(Stored data)
-.-.-
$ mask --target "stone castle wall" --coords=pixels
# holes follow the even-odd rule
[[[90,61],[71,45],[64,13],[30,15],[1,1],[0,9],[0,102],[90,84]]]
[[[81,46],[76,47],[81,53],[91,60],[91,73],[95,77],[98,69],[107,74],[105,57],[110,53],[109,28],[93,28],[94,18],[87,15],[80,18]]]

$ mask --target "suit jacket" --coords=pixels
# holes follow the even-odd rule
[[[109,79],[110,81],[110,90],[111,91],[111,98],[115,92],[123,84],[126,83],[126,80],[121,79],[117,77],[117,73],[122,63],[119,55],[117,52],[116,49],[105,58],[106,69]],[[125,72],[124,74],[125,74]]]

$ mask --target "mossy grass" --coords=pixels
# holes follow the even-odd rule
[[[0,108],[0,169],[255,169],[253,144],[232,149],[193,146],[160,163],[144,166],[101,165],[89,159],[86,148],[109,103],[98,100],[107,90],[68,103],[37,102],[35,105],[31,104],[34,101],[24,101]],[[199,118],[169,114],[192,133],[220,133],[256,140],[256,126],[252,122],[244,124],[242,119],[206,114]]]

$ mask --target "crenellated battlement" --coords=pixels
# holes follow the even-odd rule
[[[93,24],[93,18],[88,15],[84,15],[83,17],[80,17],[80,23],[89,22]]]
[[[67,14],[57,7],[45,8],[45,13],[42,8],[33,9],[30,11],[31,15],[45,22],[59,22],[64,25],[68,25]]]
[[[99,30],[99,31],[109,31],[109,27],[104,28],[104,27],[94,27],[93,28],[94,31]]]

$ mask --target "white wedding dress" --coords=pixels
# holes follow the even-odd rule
-.-.-
▸ PROBLEM TO SOLVE
Restate each record word for word.

▸ WORKED SOLUTION
$ mask --target "stone castle wall" --coords=pixels
# holes follow the even-odd rule
[[[90,61],[71,45],[64,13],[30,15],[1,1],[0,9],[0,102],[90,84]]]
[[[81,46],[76,47],[81,53],[91,60],[91,73],[95,77],[98,69],[107,74],[105,57],[110,53],[109,28],[93,28],[94,18],[87,15],[80,18]]]

$ mask --target "suit jacket" --coords=pixels
# holes follow the even-odd rule
[[[109,79],[110,81],[110,90],[111,91],[111,98],[115,92],[123,84],[126,83],[126,80],[121,79],[117,77],[117,73],[122,63],[119,55],[117,52],[116,49],[105,58],[106,69]],[[125,72],[124,74],[125,74]]]

$ mask --target "mossy grass" --coords=pixels
# holes follow the even-odd rule
[[[0,108],[0,169],[255,169],[253,144],[232,149],[193,146],[160,163],[144,166],[101,165],[89,159],[86,148],[109,103],[98,100],[107,90],[68,103],[37,102],[35,105],[31,104],[34,101],[24,101]],[[199,118],[169,114],[192,133],[220,133],[256,140],[256,126],[252,122],[244,124],[242,119],[206,114]]]

$ mask --target "crenellated battlement" --coords=pixels
# holes follow the even-odd rule
[[[93,24],[93,18],[88,15],[84,15],[83,17],[80,17],[80,23],[89,22]]]
[[[67,14],[57,7],[45,8],[45,13],[42,8],[33,9],[30,11],[31,15],[45,22],[59,22],[64,25],[68,25]]]
[[[99,30],[99,31],[109,31],[109,27],[104,28],[104,27],[94,27],[93,28],[94,31]]]

$ mask --target "white wedding dress" --coords=pixels
# holes follow the even-odd rule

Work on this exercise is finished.